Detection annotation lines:
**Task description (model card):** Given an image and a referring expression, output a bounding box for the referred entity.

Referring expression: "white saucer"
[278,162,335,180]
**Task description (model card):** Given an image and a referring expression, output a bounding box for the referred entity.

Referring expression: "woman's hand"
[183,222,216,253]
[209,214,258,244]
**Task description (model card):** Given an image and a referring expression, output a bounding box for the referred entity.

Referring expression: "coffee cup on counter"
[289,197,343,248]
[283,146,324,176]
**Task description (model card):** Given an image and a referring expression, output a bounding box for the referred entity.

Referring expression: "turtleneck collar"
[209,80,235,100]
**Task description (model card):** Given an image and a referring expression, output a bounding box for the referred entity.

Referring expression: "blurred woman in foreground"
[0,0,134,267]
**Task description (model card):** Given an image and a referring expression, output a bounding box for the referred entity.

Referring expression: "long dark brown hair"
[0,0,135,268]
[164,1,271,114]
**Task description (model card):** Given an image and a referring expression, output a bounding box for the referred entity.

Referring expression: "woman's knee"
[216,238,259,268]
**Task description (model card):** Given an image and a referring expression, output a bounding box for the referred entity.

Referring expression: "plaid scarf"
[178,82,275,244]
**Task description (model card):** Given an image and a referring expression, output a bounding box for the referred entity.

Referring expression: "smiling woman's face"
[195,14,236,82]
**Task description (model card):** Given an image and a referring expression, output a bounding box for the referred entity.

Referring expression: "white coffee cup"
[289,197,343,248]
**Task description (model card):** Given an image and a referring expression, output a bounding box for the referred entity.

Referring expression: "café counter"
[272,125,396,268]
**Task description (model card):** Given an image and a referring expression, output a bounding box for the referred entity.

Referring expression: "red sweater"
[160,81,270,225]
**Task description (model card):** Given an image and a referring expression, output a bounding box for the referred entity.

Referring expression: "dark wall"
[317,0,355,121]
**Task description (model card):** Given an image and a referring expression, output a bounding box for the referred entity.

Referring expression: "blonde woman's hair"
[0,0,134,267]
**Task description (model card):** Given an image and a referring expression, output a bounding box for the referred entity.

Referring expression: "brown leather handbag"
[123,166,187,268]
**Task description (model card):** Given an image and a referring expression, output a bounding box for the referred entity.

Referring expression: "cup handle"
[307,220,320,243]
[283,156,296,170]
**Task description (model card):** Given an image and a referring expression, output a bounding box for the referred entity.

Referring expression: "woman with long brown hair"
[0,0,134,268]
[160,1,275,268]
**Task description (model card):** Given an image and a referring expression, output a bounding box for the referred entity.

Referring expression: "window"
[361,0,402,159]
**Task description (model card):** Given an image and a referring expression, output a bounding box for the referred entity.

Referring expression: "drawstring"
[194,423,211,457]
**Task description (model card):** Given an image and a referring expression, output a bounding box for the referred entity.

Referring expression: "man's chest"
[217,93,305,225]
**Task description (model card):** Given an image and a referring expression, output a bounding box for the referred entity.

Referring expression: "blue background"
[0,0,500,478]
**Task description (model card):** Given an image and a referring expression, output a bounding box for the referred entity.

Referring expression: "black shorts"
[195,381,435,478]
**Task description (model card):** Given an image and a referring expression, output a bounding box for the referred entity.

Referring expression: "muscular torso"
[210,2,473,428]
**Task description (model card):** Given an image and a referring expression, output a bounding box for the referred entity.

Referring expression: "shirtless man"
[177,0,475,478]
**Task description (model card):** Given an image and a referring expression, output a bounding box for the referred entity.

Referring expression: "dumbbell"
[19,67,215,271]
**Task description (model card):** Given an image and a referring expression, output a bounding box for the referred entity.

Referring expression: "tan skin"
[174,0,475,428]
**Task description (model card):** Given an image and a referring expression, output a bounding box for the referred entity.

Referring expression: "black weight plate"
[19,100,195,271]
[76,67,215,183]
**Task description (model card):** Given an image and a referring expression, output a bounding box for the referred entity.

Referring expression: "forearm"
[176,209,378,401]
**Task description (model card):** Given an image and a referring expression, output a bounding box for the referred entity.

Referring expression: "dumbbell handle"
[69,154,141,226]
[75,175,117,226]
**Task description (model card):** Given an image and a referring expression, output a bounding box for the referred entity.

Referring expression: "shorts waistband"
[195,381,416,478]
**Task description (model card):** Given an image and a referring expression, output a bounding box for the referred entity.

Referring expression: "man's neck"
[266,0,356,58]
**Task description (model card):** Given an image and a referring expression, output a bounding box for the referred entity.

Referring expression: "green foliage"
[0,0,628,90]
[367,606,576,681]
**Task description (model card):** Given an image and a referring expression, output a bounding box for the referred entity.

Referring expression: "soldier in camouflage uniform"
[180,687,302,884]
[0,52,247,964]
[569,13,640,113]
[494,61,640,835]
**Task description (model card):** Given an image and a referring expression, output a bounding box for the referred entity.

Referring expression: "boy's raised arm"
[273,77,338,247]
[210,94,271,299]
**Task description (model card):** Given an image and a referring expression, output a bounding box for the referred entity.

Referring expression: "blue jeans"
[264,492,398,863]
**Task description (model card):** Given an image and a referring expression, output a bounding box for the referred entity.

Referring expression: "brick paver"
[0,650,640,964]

- **What is needed**
Copy out every one of these lines word for word, with nothing changed.

- **Answer below**
**Task description (model card):** Given an image and a referring expression, output a bounding box for the referred entity.

Referring expression: "white saucer"
[278,162,335,180]
**Task description (model card):** Given an image and a referring expression, output a bounding box for the referred entity.

Referring expression: "woman's hand"
[183,222,216,253]
[209,214,258,244]
**Task description (model card):** Given an image and a referring expression, output a bounding box for the referred entity.

Referring expression: "coffee cup on counter"
[289,197,343,248]
[283,146,324,176]
**Task description (model card):** Given an image and a referring expression, output a bounding box for the referred entity.

Referring expression: "turtleneck collar"
[209,80,235,100]
**Task description (model card):** Given an image and a referring expression, output a bounding box for the referred entity.

Referring expression: "blurred woman in foreground"
[0,0,134,267]
**Task description (model card):** Given an image and a referring expression, output a bounding box for the referred entity.

Referring expression: "long dark brown hair"
[0,0,135,268]
[164,1,271,114]
**Task description (model card):** Given an image and a referring expression, output a bounding box for the referred entity.

Referring expression: "woman's knee"
[216,238,259,268]
**Task description (model card):** Given an image and a referring expression, output a bounding box for the referred entity.

Referring expression: "plaid scarf"
[178,82,275,244]
**Task description (model card):** Given an image and a referring expression, output a bounding box for the referred entity.

Referring expression: "smiling woman's face"
[195,14,236,82]
**Task description (model card):** Given an image and a referring expression, output a bounding box for the referred entity.

Referring expression: "white coffee cup"
[289,197,343,248]
**Task description (model card):** Given an image and a referring expression, output a bounding box for the referred entity.

Referring expression: "café counter"
[272,125,396,268]
**Task description (model card):** Given an image and a referring expression, output a bounding box for the referred entity.

Referring expression: "red sweater"
[160,81,270,225]
**Task description (model card):** Given an image and a referring expression, output a bounding box for the referred entity.

Referring expression: "dark wall"
[317,0,355,121]
**Task description (model card):** Given an image and a referring expression, output a bounding box for the referred entity.

Referring expression: "blonde woman's hair"
[0,0,134,267]
**Task description (model card):** Given an image and a referring expression, output a bounding box for the referred entity.

Referring expression: "brown leather handbag"
[123,166,187,268]
**Task description (model card):** Given an image and a referring expression, output a bounding box for the referred entity.

Referring expression: "cup handle"
[307,220,320,243]
[283,156,296,170]
**Task description (model card):** Given an image and a referring expression, output a bounding box for the referred entity.

Referring expression: "woman with long brown hair"
[0,0,134,268]
[160,1,275,268]
**Task description (model card):** Given an image and a referring expression, output a bounding box for the referred entity.

Referring expression: "window"
[361,0,402,159]
**Task description (model card):** Given an image and a referring expression, output a bounding box for the referred entity.

Referring expression: "drawstring"
[194,423,211,457]
**Task description (model card):** Given an image and a referring expression, output a bounding box for the referred entity.

Referring expression: "man's chest"
[217,93,305,225]
**Task description (model card):** Given an image and a referring expression, output a bounding box for the referred entity.

Referring expression: "blue background"
[0,0,500,478]
**Task description (model card):** Given an image and a referring expression, output a bounding box for the referred entity.

Referring expression: "black shorts"
[195,381,435,478]
**Task description (model card):** Given an image and a referring expression, output a bounding box for the referred entity.

Referring expression: "muscular torso"
[210,2,473,428]
**Task description (model card):** Given an image and a referring expression, output a bounding box for the referred entity.

Referring expression: "shirtless man"
[177,0,475,478]
**Task description (model card):** Given an image and a referring expression, output a bounding box for the referred entity.

Referring expression: "dumbbell"
[19,67,215,271]
**Task description (model card):** Given an image and a referring expression, output a bounding box for the referred entity.

Referring expression: "tan skin"
[174,0,475,428]
**Task description (model card):** Given an image and a referring expression, output a bounding box for the referred entity.

Referring expression: "black weight plate"
[19,100,195,271]
[76,67,215,183]
**Task description (model card):** Given an image and a referring expression, output a bounding box for the referred entity.

Referring expression: "forearm"
[176,209,378,401]
**Task description (model card):** Given an image and a referring expression, output a bounding box for the referred entity.

Referring expression: "dumbbell handle"
[69,154,141,226]
[75,175,117,226]
**Task description (model card):** Given an image and a referring expression, output a bounding box for the referred entity.

Referring expression: "shorts waistband"
[195,381,416,478]
**Task description (model card):** Given an image and a referring expression, output a bounding box for the referred entity.

Referring expression: "man's neck"
[266,0,356,58]
**Task description (model card):** Given an image and a referring expression, output a bounding box for the referred entity.

Referring expression: "green foliage"
[0,0,628,90]
[367,606,576,681]
**Task description (model card):** Given an image and a referring expression, output a bounding box for the referred entity.

Referring expression: "soldier in camouflage uniform"
[180,687,302,884]
[0,52,247,964]
[569,13,640,113]
[494,61,640,835]
**Task description (model card):** Given an image and a referring expression, output a bounding box for the referred entity.

Referring expression: "boy's raised arm"
[273,77,338,247]
[210,94,271,299]
**Task description (model card):** Given an image and a referring expression, output a bounding box for the referred entity.

Referring expression: "blue jeans"
[264,492,398,863]
**Task description (model card):** Given an image and a referring expression, output a bounding box for the referred entity.

Referring expression: "brick paver"
[0,650,640,964]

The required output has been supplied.